= Beginning of Section =

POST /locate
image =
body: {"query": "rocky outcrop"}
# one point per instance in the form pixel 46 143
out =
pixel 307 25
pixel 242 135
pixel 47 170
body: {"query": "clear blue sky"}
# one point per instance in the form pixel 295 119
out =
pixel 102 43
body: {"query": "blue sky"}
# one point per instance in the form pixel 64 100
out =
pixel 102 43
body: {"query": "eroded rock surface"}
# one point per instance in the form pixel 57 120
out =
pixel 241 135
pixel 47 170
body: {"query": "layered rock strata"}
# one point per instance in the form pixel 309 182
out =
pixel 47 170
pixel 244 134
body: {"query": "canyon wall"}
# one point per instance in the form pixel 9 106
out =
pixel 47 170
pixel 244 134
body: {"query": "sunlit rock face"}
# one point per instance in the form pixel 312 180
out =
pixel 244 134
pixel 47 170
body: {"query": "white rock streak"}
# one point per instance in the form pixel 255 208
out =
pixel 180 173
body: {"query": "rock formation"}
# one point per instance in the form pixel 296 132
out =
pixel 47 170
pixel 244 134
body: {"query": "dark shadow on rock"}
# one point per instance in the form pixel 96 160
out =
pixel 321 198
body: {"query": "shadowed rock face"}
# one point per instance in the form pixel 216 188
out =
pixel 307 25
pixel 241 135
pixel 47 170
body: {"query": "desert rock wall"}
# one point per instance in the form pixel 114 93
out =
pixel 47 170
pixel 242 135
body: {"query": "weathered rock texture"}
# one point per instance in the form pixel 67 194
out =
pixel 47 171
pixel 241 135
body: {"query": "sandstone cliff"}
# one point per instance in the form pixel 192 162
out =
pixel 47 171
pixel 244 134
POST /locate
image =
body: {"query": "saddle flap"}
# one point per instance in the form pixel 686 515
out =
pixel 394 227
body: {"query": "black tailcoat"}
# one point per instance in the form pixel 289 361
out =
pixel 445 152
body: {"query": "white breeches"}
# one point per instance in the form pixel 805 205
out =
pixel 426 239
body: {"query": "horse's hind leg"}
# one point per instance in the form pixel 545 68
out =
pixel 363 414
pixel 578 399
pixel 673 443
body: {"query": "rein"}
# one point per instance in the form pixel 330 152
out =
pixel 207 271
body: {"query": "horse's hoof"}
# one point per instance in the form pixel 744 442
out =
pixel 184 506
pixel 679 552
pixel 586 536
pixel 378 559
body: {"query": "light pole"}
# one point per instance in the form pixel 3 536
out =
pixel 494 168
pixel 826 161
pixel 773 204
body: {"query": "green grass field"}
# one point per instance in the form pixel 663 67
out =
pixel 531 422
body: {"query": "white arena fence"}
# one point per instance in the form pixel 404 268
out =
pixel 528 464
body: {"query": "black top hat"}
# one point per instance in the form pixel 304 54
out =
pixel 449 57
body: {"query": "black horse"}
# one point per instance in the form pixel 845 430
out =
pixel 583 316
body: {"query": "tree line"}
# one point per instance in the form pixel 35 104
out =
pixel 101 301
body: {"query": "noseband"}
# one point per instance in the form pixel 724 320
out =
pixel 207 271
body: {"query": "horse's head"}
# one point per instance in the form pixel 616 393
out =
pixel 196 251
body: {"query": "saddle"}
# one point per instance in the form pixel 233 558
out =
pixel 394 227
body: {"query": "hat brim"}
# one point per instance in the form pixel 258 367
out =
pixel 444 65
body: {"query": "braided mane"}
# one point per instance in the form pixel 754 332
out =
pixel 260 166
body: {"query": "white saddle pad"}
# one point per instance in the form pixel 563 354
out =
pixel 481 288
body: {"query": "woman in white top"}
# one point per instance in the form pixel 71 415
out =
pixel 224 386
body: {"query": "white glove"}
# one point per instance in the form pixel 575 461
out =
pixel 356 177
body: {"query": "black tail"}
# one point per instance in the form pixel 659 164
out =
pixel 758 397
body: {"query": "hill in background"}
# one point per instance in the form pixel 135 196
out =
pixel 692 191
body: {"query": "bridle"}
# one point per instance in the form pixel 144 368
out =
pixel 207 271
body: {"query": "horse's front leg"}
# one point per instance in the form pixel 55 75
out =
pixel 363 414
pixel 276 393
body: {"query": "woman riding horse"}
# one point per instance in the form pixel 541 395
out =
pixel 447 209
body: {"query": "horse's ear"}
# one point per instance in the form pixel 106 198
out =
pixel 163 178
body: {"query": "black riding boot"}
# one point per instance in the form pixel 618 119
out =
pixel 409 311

= End of Section =

== WHAT TO WORK ON ==
Retype all of the data word for word.

== WRITTEN SOLUTION ==
POST /locate
image =
body: {"query": "rocky outcrop"}
# one point per instance in the form pixel 46 143
out =
pixel 307 25
pixel 242 135
pixel 47 170
body: {"query": "clear blue sky"}
# one point per instance in the form pixel 295 119
out =
pixel 102 43
body: {"query": "blue sky"}
# one point per instance in the form pixel 64 100
out =
pixel 102 43
body: {"query": "eroded rock surface"}
# one point per instance in the form pixel 57 120
out =
pixel 241 135
pixel 47 170
body: {"query": "layered rock strata"}
# one point per instance in the form pixel 309 182
out =
pixel 47 170
pixel 244 134
body: {"query": "canyon wall"}
# one point per instance in the form pixel 9 106
out =
pixel 47 170
pixel 244 134
body: {"query": "sunlit rock face"}
# one point per instance in the form pixel 312 180
out =
pixel 244 134
pixel 47 170
body: {"query": "white rock streak"}
# one point per instance in the form pixel 255 208
out =
pixel 180 173
body: {"query": "rock formation"}
# one point per instance in the form pixel 296 132
out =
pixel 47 170
pixel 244 134
body: {"query": "dark shadow on rock"}
# one point per instance in the form pixel 96 160
out =
pixel 321 198
body: {"query": "shadowed rock face"}
# one point per instance in the form pixel 216 188
out =
pixel 307 25
pixel 241 135
pixel 47 170
body: {"query": "desert rock wall"}
# one point per instance in the form pixel 114 93
out =
pixel 47 170
pixel 242 135
body: {"query": "weathered rock texture"}
# one point per instance in the form pixel 67 194
out =
pixel 47 171
pixel 241 135
body: {"query": "sandstone cliff"}
# one point per instance in the form pixel 192 162
out =
pixel 47 171
pixel 244 134
POST /locate
image =
body: {"query": "saddle flap"}
# one point per instance in the form pixel 686 515
out =
pixel 394 227
body: {"query": "black tailcoat"}
# one point per instance in the form pixel 289 361
out =
pixel 445 152
body: {"query": "white breeches"}
# one point per instance in the form pixel 805 205
out =
pixel 426 239
body: {"query": "horse's hind leg"}
# one point per instance in the form pixel 545 68
out =
pixel 363 414
pixel 578 399
pixel 673 443
body: {"query": "rein"}
# one point per instance in the form pixel 330 152
out =
pixel 207 271
body: {"query": "horse's hoof"}
# one point per instance in the form pixel 744 442
out =
pixel 184 506
pixel 679 552
pixel 586 536
pixel 378 559
body: {"query": "light pole"}
# one point per instance in the form pixel 3 536
out =
pixel 494 168
pixel 826 161
pixel 773 204
body: {"query": "green grass field"}
# one point per instance in the form pixel 663 67
out =
pixel 531 422
body: {"query": "white arena fence"}
# one point per instance in the form pixel 404 268
out =
pixel 528 464
body: {"query": "black top hat"}
# one point per instance in the form pixel 304 54
out =
pixel 449 57
body: {"query": "black horse"}
# one point per instance in the form pixel 845 430
out =
pixel 583 316
body: {"query": "tree line"}
# one point per instance in the form pixel 35 104
out =
pixel 101 301
body: {"query": "noseband"}
# one point per instance in the form pixel 724 320
out =
pixel 207 271
body: {"query": "horse's head"}
# one point per instance in the form pixel 616 393
out =
pixel 196 251
body: {"query": "saddle"}
# one point per instance in the form pixel 233 558
out =
pixel 394 227
body: {"query": "hat brim"}
# one point per instance in the form pixel 258 367
out =
pixel 444 65
body: {"query": "braided mane"}
# one point per instance in the form pixel 754 332
out =
pixel 260 166
body: {"query": "white saddle pad"}
# one point per instance in the form pixel 563 354
out =
pixel 481 288
body: {"query": "woman in white top"}
# one point per instance in the form pixel 71 415
out =
pixel 224 386
body: {"query": "white glove"}
# one point per instance in the form pixel 575 461
out =
pixel 356 177
body: {"query": "black tail"}
# one point per instance in the form pixel 659 164
out =
pixel 758 397
body: {"query": "hill in background"}
# one point per instance in the form pixel 135 196
out =
pixel 692 191
body: {"query": "bridle"}
# one point per instance in the form pixel 144 368
out =
pixel 207 271
body: {"query": "horse's front leg"}
# one point per instance in the form pixel 55 75
out =
pixel 363 414
pixel 276 393
body: {"query": "woman riding horse"}
# one point per instance in the form pixel 541 395
out =
pixel 447 209
body: {"query": "horse's ear"}
# one point per instance in the form pixel 106 198
out =
pixel 163 178
body: {"query": "black riding boot"}
# one point per instance in the form pixel 618 119
out =
pixel 409 311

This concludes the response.